Entries from a point annotation set:

:::::

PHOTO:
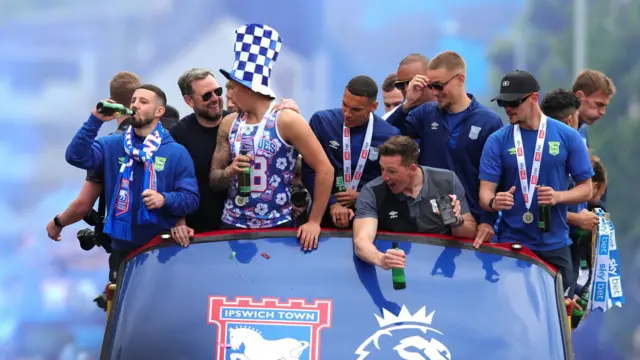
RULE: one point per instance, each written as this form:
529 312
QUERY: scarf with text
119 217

:::::

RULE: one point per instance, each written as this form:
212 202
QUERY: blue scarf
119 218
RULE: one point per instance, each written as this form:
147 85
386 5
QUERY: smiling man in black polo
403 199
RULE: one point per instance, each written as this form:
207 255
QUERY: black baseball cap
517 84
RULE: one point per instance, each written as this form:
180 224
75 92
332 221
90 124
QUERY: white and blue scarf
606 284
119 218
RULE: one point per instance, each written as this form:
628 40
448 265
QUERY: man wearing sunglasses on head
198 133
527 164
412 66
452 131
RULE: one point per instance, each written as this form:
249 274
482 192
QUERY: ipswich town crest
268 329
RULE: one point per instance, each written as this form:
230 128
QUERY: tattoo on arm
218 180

:::::

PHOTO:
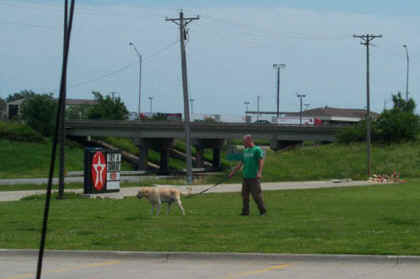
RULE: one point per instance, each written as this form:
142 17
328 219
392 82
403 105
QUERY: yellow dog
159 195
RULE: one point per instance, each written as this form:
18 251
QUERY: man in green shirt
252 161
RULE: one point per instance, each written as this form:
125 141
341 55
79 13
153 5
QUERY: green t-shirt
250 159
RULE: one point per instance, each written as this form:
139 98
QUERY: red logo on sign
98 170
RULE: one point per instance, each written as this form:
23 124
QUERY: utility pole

:::::

Task brief: Pick out each line in the entries above that contains the word "green" and copy those lines out.

Result:
QUERY: man in green shirt
QUERY: green t-shirt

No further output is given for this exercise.